_Passage to read_:
========

‘Prakrit is, like Sanskrit, a literary language’

Previously from the same author: "Pāli ain't a Prakrit" ~ Ollett

More about the author on his InfoSys prize page: https://www.infosysprize.org/laureates/2025/andrew-ollett.html

From the interview:

And your work on Prakrit departs, you say, from the Natural History framework. What is the Natural History framework, and why should we study Prakrit differently?

There are lots of ways of thinking about language that are all legitimate in their own ways, and one of them is to say that language is like an organism, and it evolves. It speciates. Foucault wrote a book about this: it’s not a coincidence that the way that we represent species evolution and the way that we represent language evolution is the same. These trees of relations and inheritance. That captures one reality of language, which is that language changes over time, and those changes are inherited by and propagated to later generations of speakers. But it fails to capture a lot, of course.

========

_Records_:
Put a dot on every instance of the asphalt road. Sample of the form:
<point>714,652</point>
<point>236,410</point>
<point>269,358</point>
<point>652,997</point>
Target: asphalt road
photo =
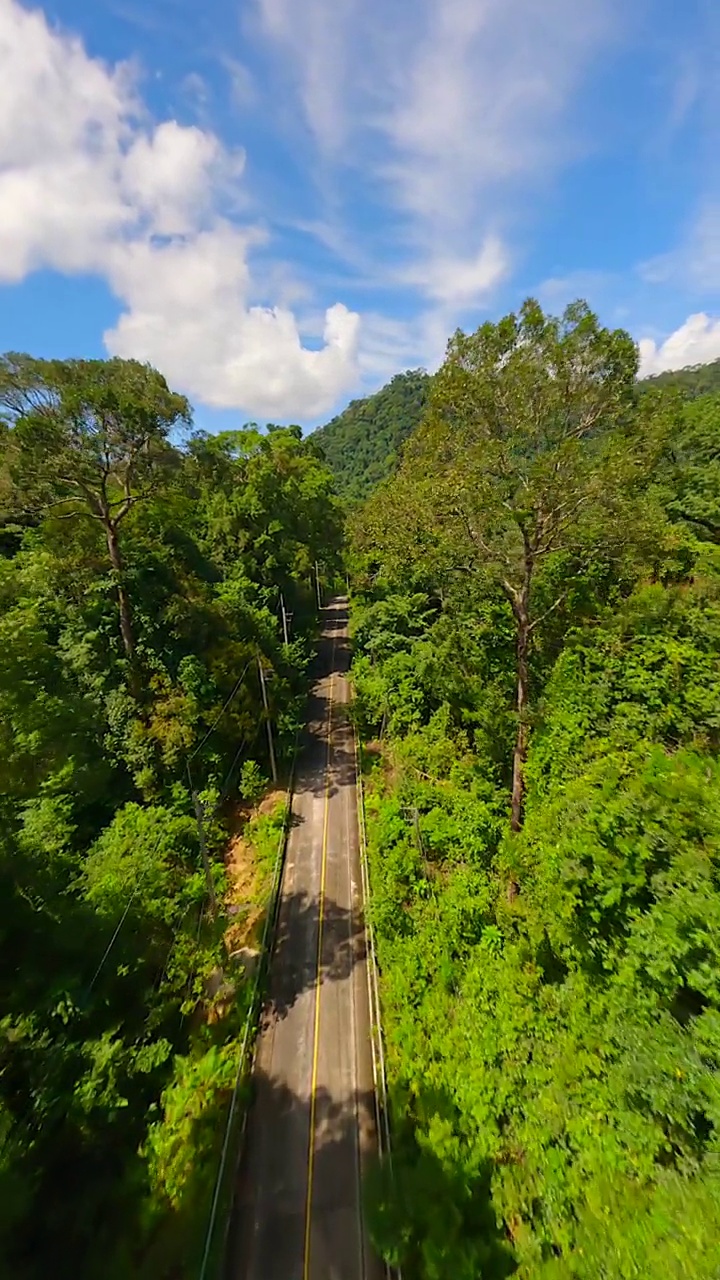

========

_What to do_:
**a)** In the Prakrit passage, which framework does the interviewer say the work on Prakrit departs from?
**b)** Reproduce everything in the Prakrit passage from "More about the" down to "lot, of course.".
**c)** Condense the paragraph of the Prakrit passage that begins "There are lots of ways of thinking about language" into a shorter version that keeps its main facts.

_The replies_:
**a)** The Natural History framework.

**b)**
More about the author on his InfoSys prize page: https://www.infosysprize.org/laureates/2025/andrew-ollett.html

From the interview:

And your work on Prakrit departs, you say, from the Natural History framework. What is the Natural History framework, and why should we study Prakrit differently?

There are lots of ways of thinking about language that are all legitimate in their own ways, and one of them is to say that language is like an organism, and it evolves. It speciates. Foucault wrote a book about this: it’s not a coincidence that the way that we represent species evolution and the way that we represent language evolution is the same. These trees of relations and inheritance. That captures one reality of language, which is that language changes over time, and those changes are inherited by and propagated to later generations of speakers. But it fails to capture a lot, of course.

**c)** Among many legitimate ways of thinking about language is the view that it is like an organism that evolves and speciates. Foucault wrote a book about this, and it is no coincidence that species evolution and language evolution are represented the same way, as trees of relations and inheritance. This view captures the reality that language changes over time and that later generations of speakers inherit and spread those changes, but it fails to capture a lot.